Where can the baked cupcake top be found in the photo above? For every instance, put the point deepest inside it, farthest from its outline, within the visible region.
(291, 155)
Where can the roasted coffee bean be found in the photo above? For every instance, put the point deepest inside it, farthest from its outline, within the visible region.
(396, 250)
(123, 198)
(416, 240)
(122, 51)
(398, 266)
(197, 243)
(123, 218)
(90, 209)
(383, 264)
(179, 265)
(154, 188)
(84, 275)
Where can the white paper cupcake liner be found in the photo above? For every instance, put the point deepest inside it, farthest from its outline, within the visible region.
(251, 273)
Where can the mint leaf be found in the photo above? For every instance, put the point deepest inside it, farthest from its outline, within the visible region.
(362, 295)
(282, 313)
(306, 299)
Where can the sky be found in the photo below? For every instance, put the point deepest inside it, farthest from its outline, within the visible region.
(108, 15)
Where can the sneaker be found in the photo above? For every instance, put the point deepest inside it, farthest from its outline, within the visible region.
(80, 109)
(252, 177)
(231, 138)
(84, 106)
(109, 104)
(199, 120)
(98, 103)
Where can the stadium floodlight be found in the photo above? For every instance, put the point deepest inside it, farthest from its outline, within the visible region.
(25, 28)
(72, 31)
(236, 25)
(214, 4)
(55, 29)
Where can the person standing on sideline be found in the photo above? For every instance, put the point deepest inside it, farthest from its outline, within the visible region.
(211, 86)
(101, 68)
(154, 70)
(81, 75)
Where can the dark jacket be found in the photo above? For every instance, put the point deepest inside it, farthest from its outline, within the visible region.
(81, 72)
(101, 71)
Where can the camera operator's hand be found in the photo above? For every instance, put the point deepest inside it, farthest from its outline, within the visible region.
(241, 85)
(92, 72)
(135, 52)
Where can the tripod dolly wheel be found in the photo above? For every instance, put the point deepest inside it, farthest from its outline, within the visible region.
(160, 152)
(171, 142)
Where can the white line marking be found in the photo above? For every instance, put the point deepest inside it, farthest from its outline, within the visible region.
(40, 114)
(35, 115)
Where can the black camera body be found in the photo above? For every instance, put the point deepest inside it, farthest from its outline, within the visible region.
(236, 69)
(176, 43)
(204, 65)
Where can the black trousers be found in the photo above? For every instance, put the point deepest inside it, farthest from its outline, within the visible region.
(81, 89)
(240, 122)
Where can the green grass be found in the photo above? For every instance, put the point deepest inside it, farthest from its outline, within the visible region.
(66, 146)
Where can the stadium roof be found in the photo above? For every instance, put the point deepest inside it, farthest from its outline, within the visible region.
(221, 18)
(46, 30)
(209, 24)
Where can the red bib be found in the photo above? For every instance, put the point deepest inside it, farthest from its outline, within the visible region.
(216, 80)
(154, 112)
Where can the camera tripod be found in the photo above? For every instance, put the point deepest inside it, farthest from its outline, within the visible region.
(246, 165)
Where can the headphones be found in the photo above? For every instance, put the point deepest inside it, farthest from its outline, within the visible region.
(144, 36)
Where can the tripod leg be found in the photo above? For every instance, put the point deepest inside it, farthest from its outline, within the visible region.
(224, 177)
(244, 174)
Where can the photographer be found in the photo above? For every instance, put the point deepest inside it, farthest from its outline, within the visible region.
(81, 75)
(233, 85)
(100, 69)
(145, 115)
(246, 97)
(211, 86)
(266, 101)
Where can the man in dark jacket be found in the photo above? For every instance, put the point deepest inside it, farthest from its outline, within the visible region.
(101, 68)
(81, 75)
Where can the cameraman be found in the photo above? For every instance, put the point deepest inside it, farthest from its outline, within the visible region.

---*---

§ **Exercise goal**:
Update the stretch from the line containing "Where can the man" through the end of the data by replacing "cameraman" with "camera operator", then give those lines again with everything else unchanged.

§ **The solution**:
Where can the man in dark jacket be found in the photo above? For every instance, put the point deepest inside it, farthest from its outline, within the visible region.
(101, 68)
(81, 75)
Where can the camera operator be found in the photo above? For every instance, put the point deepest inside it, farthest from its outline, within the visible region.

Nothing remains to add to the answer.